▶ What to produce:
What is needed is an exact copy of the data that follows.

Data entries
----

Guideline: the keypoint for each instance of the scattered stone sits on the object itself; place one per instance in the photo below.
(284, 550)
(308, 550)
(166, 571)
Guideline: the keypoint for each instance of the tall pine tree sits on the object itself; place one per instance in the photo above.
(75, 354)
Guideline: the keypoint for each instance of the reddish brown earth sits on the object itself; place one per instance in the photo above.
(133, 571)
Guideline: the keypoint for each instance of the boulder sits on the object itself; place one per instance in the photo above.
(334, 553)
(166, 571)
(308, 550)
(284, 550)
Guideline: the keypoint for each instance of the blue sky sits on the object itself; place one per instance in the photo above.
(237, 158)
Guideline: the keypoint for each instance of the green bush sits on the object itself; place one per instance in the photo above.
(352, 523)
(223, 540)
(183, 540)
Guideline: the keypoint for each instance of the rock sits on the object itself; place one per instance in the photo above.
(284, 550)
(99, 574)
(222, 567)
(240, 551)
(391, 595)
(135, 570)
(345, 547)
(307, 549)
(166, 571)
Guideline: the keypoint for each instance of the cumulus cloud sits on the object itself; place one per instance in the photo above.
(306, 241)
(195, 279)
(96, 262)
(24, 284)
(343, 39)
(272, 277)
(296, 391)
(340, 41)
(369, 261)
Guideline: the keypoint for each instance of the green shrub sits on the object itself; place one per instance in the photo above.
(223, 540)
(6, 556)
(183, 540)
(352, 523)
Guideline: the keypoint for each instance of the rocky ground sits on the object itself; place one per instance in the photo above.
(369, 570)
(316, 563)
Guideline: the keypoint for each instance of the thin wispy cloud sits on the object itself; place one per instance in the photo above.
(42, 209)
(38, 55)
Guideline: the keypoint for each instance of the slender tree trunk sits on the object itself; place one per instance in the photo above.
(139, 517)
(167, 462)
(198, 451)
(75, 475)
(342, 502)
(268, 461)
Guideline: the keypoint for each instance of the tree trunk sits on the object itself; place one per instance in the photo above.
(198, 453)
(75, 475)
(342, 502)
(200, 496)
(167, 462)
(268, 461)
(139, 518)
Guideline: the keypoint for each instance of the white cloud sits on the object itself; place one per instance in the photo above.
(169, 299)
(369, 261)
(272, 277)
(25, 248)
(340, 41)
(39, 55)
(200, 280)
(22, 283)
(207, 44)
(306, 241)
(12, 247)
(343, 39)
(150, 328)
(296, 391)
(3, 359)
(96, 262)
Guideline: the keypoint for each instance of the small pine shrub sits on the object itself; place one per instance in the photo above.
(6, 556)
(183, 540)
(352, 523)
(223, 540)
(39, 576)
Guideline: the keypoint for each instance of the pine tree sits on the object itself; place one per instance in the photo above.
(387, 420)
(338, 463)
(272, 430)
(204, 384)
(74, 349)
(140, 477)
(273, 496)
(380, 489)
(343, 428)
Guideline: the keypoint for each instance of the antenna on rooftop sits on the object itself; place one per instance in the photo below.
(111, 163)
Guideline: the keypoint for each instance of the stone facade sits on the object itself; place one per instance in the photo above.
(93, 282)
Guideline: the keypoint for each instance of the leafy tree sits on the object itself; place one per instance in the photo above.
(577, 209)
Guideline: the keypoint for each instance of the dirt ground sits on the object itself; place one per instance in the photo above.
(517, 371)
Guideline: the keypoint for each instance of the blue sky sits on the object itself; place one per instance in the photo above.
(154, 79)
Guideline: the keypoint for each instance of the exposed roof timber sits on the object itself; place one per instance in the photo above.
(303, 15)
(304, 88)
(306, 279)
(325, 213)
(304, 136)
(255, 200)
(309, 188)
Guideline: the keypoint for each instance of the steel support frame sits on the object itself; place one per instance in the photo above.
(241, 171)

----

▶ Reply to the task:
Guideline: the keypoint for each instance of the scattered stone sits on the object itself; place one per instance in the photo below.
(284, 550)
(308, 550)
(166, 571)
Guideline: the keypoint for each instance of the tall pine tree sits on the object itself; place one per instance in the photo above.
(75, 354)
Guideline: the keypoint for each instance of the reddish brown earth sits on the object itself; place one per instance in the photo above.
(133, 571)
Guideline: the keypoint for each instance of the boulder sits on the object itself; place one per instance in the photo above.
(334, 553)
(166, 571)
(308, 550)
(284, 550)
Guideline: the keypoint for each instance of the blue sky sits on the object itself; place one per instance in the photo above.
(237, 158)
Guideline: the keypoint for each instance of the green bush sits on the object itself; place one per instance in the photo above.
(352, 523)
(223, 540)
(183, 540)
Guideline: the keypoint for each instance of the rock sits on the object itself; place one per instance in the photo above.
(284, 550)
(99, 574)
(222, 567)
(240, 551)
(391, 595)
(135, 570)
(345, 547)
(307, 549)
(166, 571)
Guideline: the keypoint for each instance of the cumulus cloud sits on the object itself; place one per instance in the photo above.
(306, 241)
(195, 279)
(96, 262)
(24, 284)
(343, 39)
(272, 277)
(296, 391)
(340, 41)
(369, 261)
Guideline: the keypoint for each instance of the green shrub sits on the object itself; place one per instance in the photo above.
(223, 540)
(6, 556)
(183, 540)
(352, 523)
Guideline: the keypoint for each instance of the rocky ground sits on the object itself; place one per instance in the photo above.
(369, 570)
(316, 563)
Guideline: the keypoint for each instance of the thin wispy cloud sits on the object itself; place one per instance in the photo above.
(42, 209)
(38, 55)
Guideline: the keypoint for each instance of the slender tree trunk sits on the object itself; place one per instance in the photo above.
(139, 517)
(167, 462)
(198, 451)
(75, 475)
(342, 502)
(268, 461)
Guideline: the keypoint for each instance of the tree trunk sits on the object itself; place one per instance in the photo above.
(198, 453)
(75, 475)
(342, 502)
(200, 496)
(167, 462)
(268, 461)
(139, 518)
Guideline: the keypoint for each instance of the white cloud sits on the object itself; place one per instance in the photo above.
(169, 299)
(369, 261)
(272, 277)
(25, 248)
(340, 41)
(39, 55)
(200, 280)
(22, 283)
(207, 44)
(306, 241)
(12, 247)
(343, 39)
(150, 328)
(296, 391)
(3, 359)
(96, 262)
Guideline: the keypoint for each instance of the small pine shrub sits on the object itself; place one per instance in the photo above.
(6, 556)
(183, 540)
(352, 523)
(223, 540)
(39, 576)
Guideline: the keypoint for each instance of the pine tree sits on the object itself; place one per instance in the photo above.
(387, 420)
(338, 463)
(272, 430)
(204, 384)
(74, 349)
(140, 477)
(273, 496)
(380, 489)
(343, 428)
Guideline: the keypoint for each instance of the antenna on rooftop sits on the object itself; place one per instance in the photo below.
(111, 163)
Guideline: the keypoint for each instance of the stone facade sits on the object itself; place one per instance in the photo above.
(93, 282)
Guideline: the keypoint for each instance of the leafy tree sits on the object itself; place one per instance in the photo above.
(577, 209)
Guideline: the keypoint for each instance of the dirt ground sits on the object itself; place one per instance in the photo above.
(517, 371)
Guideline: the keypoint for each instance of the blue sky sits on the object itself; place one per instance in the photo above.
(154, 79)
Guideline: the keypoint for each instance of the exposed roof timber sits on the object itself; place one per instance in the photo above.
(303, 15)
(304, 88)
(306, 279)
(325, 213)
(304, 136)
(255, 200)
(309, 188)
Guideline: the keypoint for each instance of the steel support frame sits on the object itself; place one per instance in the photo above.
(241, 171)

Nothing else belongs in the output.